Entries supplied:
====

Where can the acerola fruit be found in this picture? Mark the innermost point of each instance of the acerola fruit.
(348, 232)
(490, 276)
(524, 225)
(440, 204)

====

Directive: Rewrite the lines above, changing every "acerola fruit" to "Barbados cherry" and leaving everything else untouched.

Output of the exercise:
Where can the Barbados cherry be found in this picture? Mark the innermost point of each instance of the Barbados cherry.
(348, 232)
(490, 276)
(524, 225)
(440, 204)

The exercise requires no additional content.